=== Data to examine ===

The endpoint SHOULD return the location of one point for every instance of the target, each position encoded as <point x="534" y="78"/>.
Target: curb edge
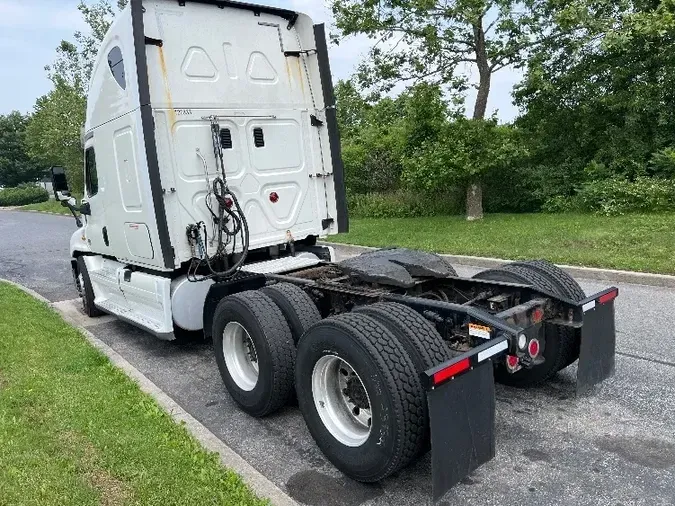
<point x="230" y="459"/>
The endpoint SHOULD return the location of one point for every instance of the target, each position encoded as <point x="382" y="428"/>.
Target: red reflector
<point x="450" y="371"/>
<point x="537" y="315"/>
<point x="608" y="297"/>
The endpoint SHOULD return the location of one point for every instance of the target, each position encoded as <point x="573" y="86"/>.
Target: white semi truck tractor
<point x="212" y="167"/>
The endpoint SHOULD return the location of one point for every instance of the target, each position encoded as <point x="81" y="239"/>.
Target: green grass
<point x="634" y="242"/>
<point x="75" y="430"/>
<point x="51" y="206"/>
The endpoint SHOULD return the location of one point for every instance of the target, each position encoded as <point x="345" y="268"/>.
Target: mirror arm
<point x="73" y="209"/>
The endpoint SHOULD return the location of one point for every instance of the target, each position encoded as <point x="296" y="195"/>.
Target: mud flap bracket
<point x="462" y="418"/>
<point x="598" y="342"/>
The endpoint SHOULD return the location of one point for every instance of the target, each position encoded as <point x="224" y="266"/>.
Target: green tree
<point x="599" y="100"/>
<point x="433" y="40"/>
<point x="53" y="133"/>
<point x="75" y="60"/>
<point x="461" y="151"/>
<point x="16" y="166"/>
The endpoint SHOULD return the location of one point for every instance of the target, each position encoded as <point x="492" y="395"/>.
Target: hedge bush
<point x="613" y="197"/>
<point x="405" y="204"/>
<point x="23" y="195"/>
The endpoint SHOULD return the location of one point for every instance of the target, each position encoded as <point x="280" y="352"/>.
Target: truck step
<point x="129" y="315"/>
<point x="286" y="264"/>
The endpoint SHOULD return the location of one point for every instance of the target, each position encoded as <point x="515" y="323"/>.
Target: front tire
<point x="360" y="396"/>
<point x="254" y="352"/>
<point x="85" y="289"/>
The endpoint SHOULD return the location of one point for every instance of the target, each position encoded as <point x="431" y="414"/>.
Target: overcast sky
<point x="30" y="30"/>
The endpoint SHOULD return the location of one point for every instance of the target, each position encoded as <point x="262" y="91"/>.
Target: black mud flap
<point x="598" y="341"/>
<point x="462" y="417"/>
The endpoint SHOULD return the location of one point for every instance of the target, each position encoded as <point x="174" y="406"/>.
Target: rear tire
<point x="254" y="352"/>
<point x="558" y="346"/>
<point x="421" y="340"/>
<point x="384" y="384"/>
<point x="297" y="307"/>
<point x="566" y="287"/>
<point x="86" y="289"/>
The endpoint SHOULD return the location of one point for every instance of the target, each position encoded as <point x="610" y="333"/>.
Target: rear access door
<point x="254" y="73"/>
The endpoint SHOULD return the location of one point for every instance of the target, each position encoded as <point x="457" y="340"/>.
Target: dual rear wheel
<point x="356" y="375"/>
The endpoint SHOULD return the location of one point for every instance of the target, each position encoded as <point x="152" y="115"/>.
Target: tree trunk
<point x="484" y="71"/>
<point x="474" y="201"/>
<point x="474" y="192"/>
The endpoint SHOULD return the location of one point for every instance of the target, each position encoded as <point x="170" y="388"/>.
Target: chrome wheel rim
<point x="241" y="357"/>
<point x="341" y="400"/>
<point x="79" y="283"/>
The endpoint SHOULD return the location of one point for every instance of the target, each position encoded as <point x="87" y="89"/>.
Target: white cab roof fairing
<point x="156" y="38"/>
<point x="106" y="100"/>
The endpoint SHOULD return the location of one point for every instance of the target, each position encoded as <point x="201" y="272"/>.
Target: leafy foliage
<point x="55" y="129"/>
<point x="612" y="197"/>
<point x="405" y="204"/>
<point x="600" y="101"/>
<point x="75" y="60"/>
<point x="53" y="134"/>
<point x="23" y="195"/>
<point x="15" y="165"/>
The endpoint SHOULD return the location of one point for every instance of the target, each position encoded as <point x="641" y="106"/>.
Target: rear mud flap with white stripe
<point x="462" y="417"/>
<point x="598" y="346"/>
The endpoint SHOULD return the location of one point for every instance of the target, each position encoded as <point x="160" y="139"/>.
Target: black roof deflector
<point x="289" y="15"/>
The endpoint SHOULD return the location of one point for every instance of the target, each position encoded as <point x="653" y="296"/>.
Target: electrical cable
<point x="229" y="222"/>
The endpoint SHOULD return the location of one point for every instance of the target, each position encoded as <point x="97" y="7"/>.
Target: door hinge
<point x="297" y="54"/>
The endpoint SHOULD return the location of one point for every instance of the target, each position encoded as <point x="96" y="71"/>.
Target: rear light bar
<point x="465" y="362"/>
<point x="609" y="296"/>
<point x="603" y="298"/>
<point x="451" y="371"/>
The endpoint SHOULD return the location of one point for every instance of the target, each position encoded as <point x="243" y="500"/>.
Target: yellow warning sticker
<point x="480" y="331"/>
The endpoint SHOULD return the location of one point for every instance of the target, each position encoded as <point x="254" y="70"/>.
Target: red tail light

===

● **The problem**: Please set down the records above verbatim, with each picture left out.

● **Result for this task**:
The endpoint SHOULD return the location of one point for every instance of the target, each position encoded as <point x="534" y="78"/>.
Target: curb edge
<point x="230" y="459"/>
The endpoint SHOULD return the location of one point for every instance of the target, each position encoded as <point x="382" y="428"/>.
Target: red reflector
<point x="450" y="371"/>
<point x="537" y="315"/>
<point x="608" y="297"/>
The endpoint SHOULD return the location of one point for every instance of the target, each position encoded as <point x="573" y="86"/>.
Target: white semi truck tractor
<point x="212" y="167"/>
The endpoint SHOULD return the location of one point for every instance of the target, each position encoded as <point x="81" y="239"/>.
Target: green grass
<point x="634" y="242"/>
<point x="75" y="430"/>
<point x="51" y="206"/>
The endpoint SHOULD return the location of one point for every instance of the target, each position encoded as <point x="345" y="268"/>.
Target: mirror arm
<point x="73" y="209"/>
The endpoint SHOULD return the location of one point for every instance of the target, each position encoded as <point x="296" y="195"/>.
Target: mud flap bracket
<point x="462" y="418"/>
<point x="598" y="342"/>
The endpoint SHOULD return the location of one point for every instance of the target, each position encoded as <point x="224" y="266"/>.
Target: green tree
<point x="599" y="100"/>
<point x="433" y="40"/>
<point x="53" y="133"/>
<point x="75" y="60"/>
<point x="461" y="151"/>
<point x="16" y="166"/>
The endpoint SHOULD return the location of one point for every instance of the target, each position encoded as <point x="492" y="395"/>.
Target: hedge bush
<point x="613" y="197"/>
<point x="405" y="204"/>
<point x="23" y="195"/>
The endpoint SHOULD return the location of one point for every instance of the target, each position encoded as <point x="280" y="352"/>.
Target: truck step
<point x="129" y="315"/>
<point x="286" y="264"/>
The endpoint SHOULD return the location of one point for every instance of the target, each position encoded as <point x="515" y="323"/>.
Target: front tire
<point x="360" y="396"/>
<point x="254" y="352"/>
<point x="85" y="289"/>
The endpoint SHOULD return the location of one point for every instance of the target, each position encoded as <point x="431" y="414"/>.
Target: overcast sky
<point x="30" y="30"/>
The endpoint SHOULD return the location of one point for every instance of the target, each position encoded as <point x="262" y="91"/>.
Target: black mud flap
<point x="598" y="341"/>
<point x="462" y="417"/>
The endpoint SHOULD return the location of one point for every instance of the target, each position encoded as <point x="174" y="406"/>.
Target: rear tire
<point x="254" y="352"/>
<point x="558" y="346"/>
<point x="421" y="340"/>
<point x="384" y="384"/>
<point x="297" y="307"/>
<point x="566" y="287"/>
<point x="86" y="289"/>
The endpoint SHOULD return the location of one point for every instance of the target, each position encoded as <point x="610" y="333"/>.
Target: rear access door
<point x="254" y="73"/>
The endpoint SHOULD return the location of one point for every instance of the target, each position encoded as <point x="457" y="340"/>.
Target: dual rear wheel
<point x="356" y="375"/>
The endpoint SHOULD return the location of one point for every instance of the target, each position encoded as <point x="152" y="115"/>.
Target: tree trunk
<point x="484" y="71"/>
<point x="474" y="201"/>
<point x="474" y="192"/>
The endpoint SHOULD return the location of one point for every instance of the target, each position encoded as <point x="170" y="388"/>.
Target: chrome wheel rim
<point x="241" y="357"/>
<point x="341" y="400"/>
<point x="79" y="283"/>
The endpoint SHOULD return the location of one point for every instance of the target, each position encoded as <point x="87" y="89"/>.
Target: white cab roof fairing
<point x="156" y="38"/>
<point x="106" y="100"/>
The endpoint SHOULD return the location of one point for every instance of the target, each position encoded as <point x="201" y="272"/>.
Target: leafy foliage
<point x="55" y="129"/>
<point x="612" y="197"/>
<point x="405" y="204"/>
<point x="600" y="101"/>
<point x="75" y="60"/>
<point x="53" y="134"/>
<point x="23" y="195"/>
<point x="15" y="165"/>
The endpoint SHOULD return the location of one point for every instance of the target, each position encoded as <point x="641" y="106"/>.
Target: rear mud flap with white stripe
<point x="462" y="417"/>
<point x="598" y="346"/>
The endpoint SHOULD return the location of one point for every instance of the target, each position encoded as <point x="160" y="139"/>.
Target: black roof deflector
<point x="289" y="15"/>
The endpoint SHOULD return the location of one point for every instance of the target, each position encoded as <point x="653" y="296"/>.
Target: electrical cable
<point x="229" y="222"/>
The endpoint SHOULD return the location of one point for every instance of the target, each position encoded as <point x="97" y="7"/>.
Target: door hinge
<point x="297" y="54"/>
The endpoint SHOULD return the location of one point for every instance of the target, each position encoded as <point x="96" y="71"/>.
Target: rear light bar
<point x="465" y="362"/>
<point x="609" y="296"/>
<point x="603" y="298"/>
<point x="451" y="371"/>
The endpoint SHOULD return the location of one point for every instance of the target, each position encoded as <point x="243" y="500"/>.
Target: yellow warning sticker
<point x="480" y="331"/>
The endpoint SHOULD return the location of one point for every instance of the target, each position encoded as <point x="254" y="70"/>.
Target: red tail light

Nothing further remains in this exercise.